### PASSAGE FOR REVIEW:
::::
The history of caviar goes back as many years as its main producers, salmons and sturgeons, exist!
Scientists believe that sturgeon species are about 200 million years old, which means that they appeared at a time when dinosaurs were still walking the Earth. This amazing fish has been able to outlive reptiles, mammoths, climate changes and cataclysms!
However, as for the relatively modern history, the first mentions of caviar consumed by humans were found in ancient Egypt. Ancient writings often mention the secret of eternal youth, which was known only to a select few. Historians believe that they meant caviar.
Beneficial properties of caviar
Vitamin A is primarily good for the skin. Almost all expensive cosmetics contain this vitamin.
Vitamin B12 is involved in fat and carbohydrate metabolism and has a positive effect on the digestive and nervous systems.
Vitamin D deficiency is a very common phenomenon and can cause skin cell growth problems. In older people, deficiency of this vitamin can cause softening of bones and therefore make them more fragile. That is why the consumption of caviar supports the content of this invaluable vitamin in the body.
Vitamin E helps wound healing and blood clotting, slows ageing and prevents the formation of wrinkles.
Lecithin is difficult to obtain from natural products. In the process of frying or boiling, lecithin is recombined and loses its useful properties. Caviar is almost the only product that contains lecithin in its purest form.
Lecithin restores the nervous system, and it is also necessary for normal brain activity.
Among other things, organic iodine, phosphorus and calcium contained in caviar, as well as a large amount of very useful polyunsaturated fatty acids Omega-3 and Omega-6 as part of its proteins contribute to the improvement of brain activity and increase immunity
Two caviar sandwiches contain recommended daily intake of vitamins A, B12, D, E and lecithin.
::::
### WHAT YOU NEED TO DO:
1. Rewrite the caviar text from "The history of" to "and nervous systems.", replacing "ancient Egypt" with "ancient Greece".
2. According to the caviar text, how old do scientists believe sturgeon species are?
3. State whether each statement agrees with the caviar text, answering yes or no and quoting the deciding words: (a) Caviar is almost the only product with lecithin in its purest form. (b) Frying or boiling improves the useful properties of lecithin. (c) Three caviar sandwiches are needed to get the recommended daily intake of vitamins A, B12, D, E and lecithin.
::::
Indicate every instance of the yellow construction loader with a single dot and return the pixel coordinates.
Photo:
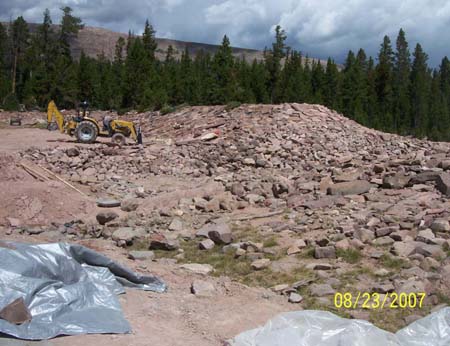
(86, 129)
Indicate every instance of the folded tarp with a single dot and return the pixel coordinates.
(67, 289)
(320, 328)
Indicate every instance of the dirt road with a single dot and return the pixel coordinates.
(174, 318)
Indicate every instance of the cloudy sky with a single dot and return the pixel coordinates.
(320, 28)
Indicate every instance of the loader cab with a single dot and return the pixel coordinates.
(83, 109)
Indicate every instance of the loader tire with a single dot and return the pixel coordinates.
(86, 132)
(119, 139)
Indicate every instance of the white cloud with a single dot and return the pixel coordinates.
(320, 28)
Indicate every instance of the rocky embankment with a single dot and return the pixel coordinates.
(294, 197)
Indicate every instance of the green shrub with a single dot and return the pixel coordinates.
(349, 255)
(11, 103)
(232, 105)
(166, 109)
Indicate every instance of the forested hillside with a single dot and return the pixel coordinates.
(396, 91)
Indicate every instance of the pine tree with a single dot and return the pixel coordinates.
(384, 84)
(273, 60)
(70, 25)
(371, 105)
(149, 41)
(259, 76)
(225, 84)
(135, 74)
(438, 121)
(402, 70)
(170, 74)
(318, 82)
(420, 84)
(42, 62)
(332, 86)
(118, 71)
(445, 81)
(20, 42)
(4, 80)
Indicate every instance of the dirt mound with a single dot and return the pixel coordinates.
(10, 169)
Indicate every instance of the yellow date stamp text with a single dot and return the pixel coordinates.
(373, 301)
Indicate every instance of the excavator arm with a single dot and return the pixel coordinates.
(53, 112)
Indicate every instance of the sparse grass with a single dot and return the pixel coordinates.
(271, 242)
(351, 276)
(269, 278)
(248, 233)
(391, 262)
(166, 109)
(307, 252)
(40, 125)
(350, 255)
(232, 105)
(390, 319)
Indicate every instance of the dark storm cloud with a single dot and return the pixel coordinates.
(319, 28)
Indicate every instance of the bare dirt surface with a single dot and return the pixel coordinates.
(286, 202)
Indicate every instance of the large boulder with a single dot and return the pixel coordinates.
(356, 187)
(443, 183)
(105, 217)
(397, 181)
(130, 204)
(220, 234)
(325, 252)
(160, 242)
(424, 177)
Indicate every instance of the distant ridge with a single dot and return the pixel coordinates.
(96, 41)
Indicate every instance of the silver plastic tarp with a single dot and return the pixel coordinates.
(68, 289)
(320, 328)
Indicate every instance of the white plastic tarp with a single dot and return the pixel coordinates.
(68, 289)
(320, 328)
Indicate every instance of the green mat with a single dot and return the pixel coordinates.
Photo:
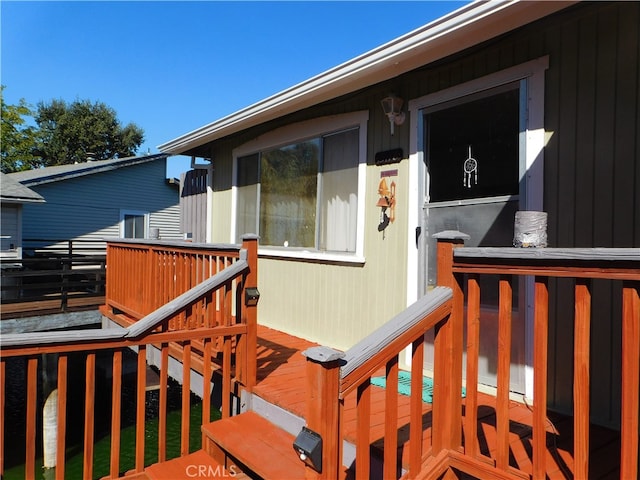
(404, 385)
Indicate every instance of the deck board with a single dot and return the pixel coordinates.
(281, 380)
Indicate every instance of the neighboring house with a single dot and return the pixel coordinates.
(507, 106)
(13, 196)
(120, 198)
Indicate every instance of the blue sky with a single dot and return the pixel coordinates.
(171, 67)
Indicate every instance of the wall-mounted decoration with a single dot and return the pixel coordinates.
(388, 156)
(470, 167)
(387, 201)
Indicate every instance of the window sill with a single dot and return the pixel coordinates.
(311, 255)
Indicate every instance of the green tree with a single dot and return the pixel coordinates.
(71, 133)
(17, 137)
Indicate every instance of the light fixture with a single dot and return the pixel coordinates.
(392, 106)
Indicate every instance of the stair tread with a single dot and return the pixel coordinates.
(195, 465)
(258, 444)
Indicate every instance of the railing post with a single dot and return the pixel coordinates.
(447, 401)
(323, 408)
(250, 244)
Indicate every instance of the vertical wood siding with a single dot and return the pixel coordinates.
(591, 191)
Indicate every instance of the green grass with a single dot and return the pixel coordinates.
(73, 467)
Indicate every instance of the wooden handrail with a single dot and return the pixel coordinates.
(333, 375)
(375, 350)
(583, 265)
(151, 331)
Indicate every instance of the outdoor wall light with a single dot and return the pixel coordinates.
(251, 296)
(308, 446)
(392, 106)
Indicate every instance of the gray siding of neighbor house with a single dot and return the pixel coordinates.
(88, 207)
(591, 159)
(11, 240)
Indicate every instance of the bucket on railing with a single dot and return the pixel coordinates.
(530, 229)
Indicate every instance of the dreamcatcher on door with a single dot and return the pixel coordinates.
(470, 167)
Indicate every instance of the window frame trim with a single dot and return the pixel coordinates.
(138, 213)
(298, 132)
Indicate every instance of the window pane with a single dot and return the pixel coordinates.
(248, 189)
(339, 198)
(133, 226)
(128, 226)
(494, 145)
(288, 187)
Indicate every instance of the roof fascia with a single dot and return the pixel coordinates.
(91, 169)
(472, 24)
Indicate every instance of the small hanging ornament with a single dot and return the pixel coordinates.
(470, 168)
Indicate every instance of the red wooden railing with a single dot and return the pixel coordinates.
(143, 276)
(208, 310)
(332, 376)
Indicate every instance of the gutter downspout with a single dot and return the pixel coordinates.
(209, 202)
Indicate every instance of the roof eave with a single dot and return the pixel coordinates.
(463, 28)
(91, 169)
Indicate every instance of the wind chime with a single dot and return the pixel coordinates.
(470, 167)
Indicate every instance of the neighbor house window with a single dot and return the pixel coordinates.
(134, 224)
(302, 194)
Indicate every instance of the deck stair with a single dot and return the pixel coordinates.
(195, 465)
(251, 444)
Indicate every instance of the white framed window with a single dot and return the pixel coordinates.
(134, 224)
(301, 188)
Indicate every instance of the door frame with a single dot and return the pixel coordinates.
(532, 141)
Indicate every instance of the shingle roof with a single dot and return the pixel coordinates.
(60, 172)
(12, 191)
(470, 25)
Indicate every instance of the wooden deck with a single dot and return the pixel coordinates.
(281, 381)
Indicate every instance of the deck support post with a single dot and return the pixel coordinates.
(447, 401)
(250, 244)
(323, 408)
(50, 409)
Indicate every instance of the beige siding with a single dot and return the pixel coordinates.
(338, 304)
(591, 191)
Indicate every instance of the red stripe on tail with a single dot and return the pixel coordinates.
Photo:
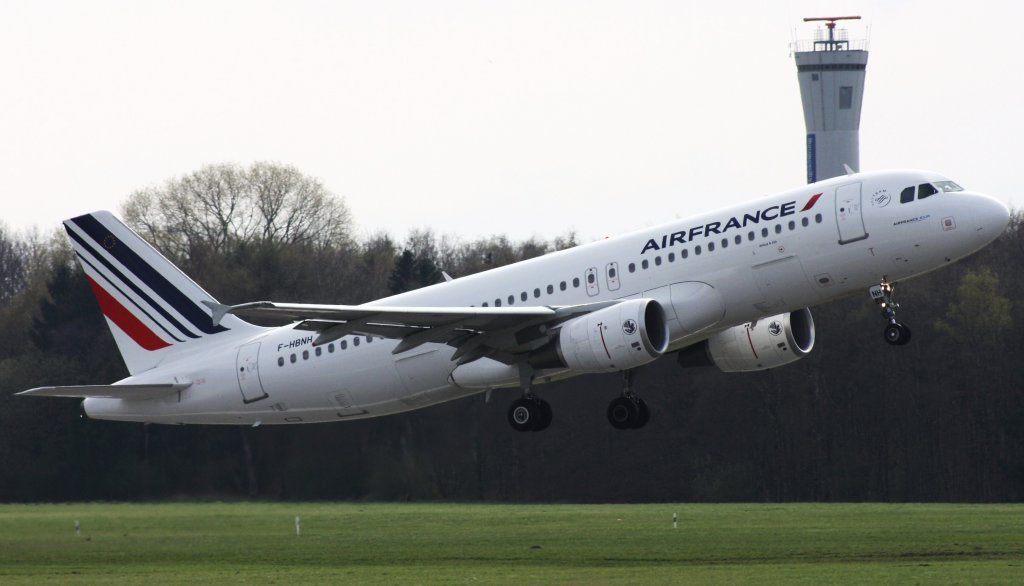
(124, 319)
(811, 202)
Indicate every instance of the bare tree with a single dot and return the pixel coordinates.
(225, 207)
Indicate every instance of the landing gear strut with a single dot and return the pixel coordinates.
(896, 334)
(628, 411)
(529, 413)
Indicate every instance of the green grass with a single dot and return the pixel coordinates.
(471, 543)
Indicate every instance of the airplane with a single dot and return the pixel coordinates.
(731, 288)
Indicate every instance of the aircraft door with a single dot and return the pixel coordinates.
(849, 214)
(593, 287)
(247, 368)
(611, 275)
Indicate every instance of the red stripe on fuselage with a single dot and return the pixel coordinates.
(811, 202)
(124, 319)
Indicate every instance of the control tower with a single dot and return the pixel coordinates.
(830, 70)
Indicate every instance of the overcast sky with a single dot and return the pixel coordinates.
(480, 118)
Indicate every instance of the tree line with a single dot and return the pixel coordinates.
(940, 419)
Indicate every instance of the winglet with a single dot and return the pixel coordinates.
(217, 310)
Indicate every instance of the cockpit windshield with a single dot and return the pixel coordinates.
(928, 190)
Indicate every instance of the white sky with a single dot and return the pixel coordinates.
(482, 118)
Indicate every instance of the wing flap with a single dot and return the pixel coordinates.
(128, 391)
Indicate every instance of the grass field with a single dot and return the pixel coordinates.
(531, 544)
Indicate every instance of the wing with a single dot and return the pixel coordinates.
(109, 390)
(505, 334)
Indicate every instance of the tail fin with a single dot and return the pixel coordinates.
(153, 309)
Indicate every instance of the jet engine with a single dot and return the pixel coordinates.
(763, 344)
(615, 338)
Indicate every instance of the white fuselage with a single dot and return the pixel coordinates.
(772, 255)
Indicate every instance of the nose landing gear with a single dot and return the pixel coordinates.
(896, 334)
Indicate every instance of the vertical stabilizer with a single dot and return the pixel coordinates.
(153, 309)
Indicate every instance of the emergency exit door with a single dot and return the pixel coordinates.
(247, 368)
(850, 214)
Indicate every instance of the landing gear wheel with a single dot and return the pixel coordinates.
(529, 415)
(644, 414)
(897, 334)
(523, 415)
(623, 413)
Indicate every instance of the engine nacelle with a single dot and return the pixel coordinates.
(759, 345)
(620, 337)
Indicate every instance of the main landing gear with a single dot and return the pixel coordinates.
(896, 334)
(530, 413)
(628, 411)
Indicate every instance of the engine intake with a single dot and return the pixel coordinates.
(759, 345)
(623, 336)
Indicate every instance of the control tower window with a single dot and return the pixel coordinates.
(846, 96)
::::
### ANSWERS BELOW:
1.
The history of caviar goes back as many years as its main producers, salmons and sturgeons, exist!
Scientists believe that sturgeon species are about 200 million years old, which means that they appeared at a time when dinosaurs were still walking the Earth. This amazing fish has been able to outlive reptiles, mammoths, climate changes and cataclysms!
However, as for the relatively modern history, the first mentions of caviar consumed by humans were found in ancient Greece. Ancient writings often mention the secret of eternal youth, which was known only to a select few. Historians believe that they meant caviar.
Beneficial properties of caviar
Vitamin A is primarily good for the skin. Almost all expensive cosmetics contain this vitamin.
Vitamin B12 is involved in fat and carbohydrate metabolism and has a positive effect on the digestive and nervous systems.

2. About 200 million years old.

3.
(a) Yes: "Caviar is almost the only product that contains lecithin in its purest form."
(b) No: "In the process of frying or boiling, lecithin is recombined and loses its useful properties."
(c) No: "Two caviar sandwiches contain recommended daily intake of vitamins A, B12, D, E and lecithin."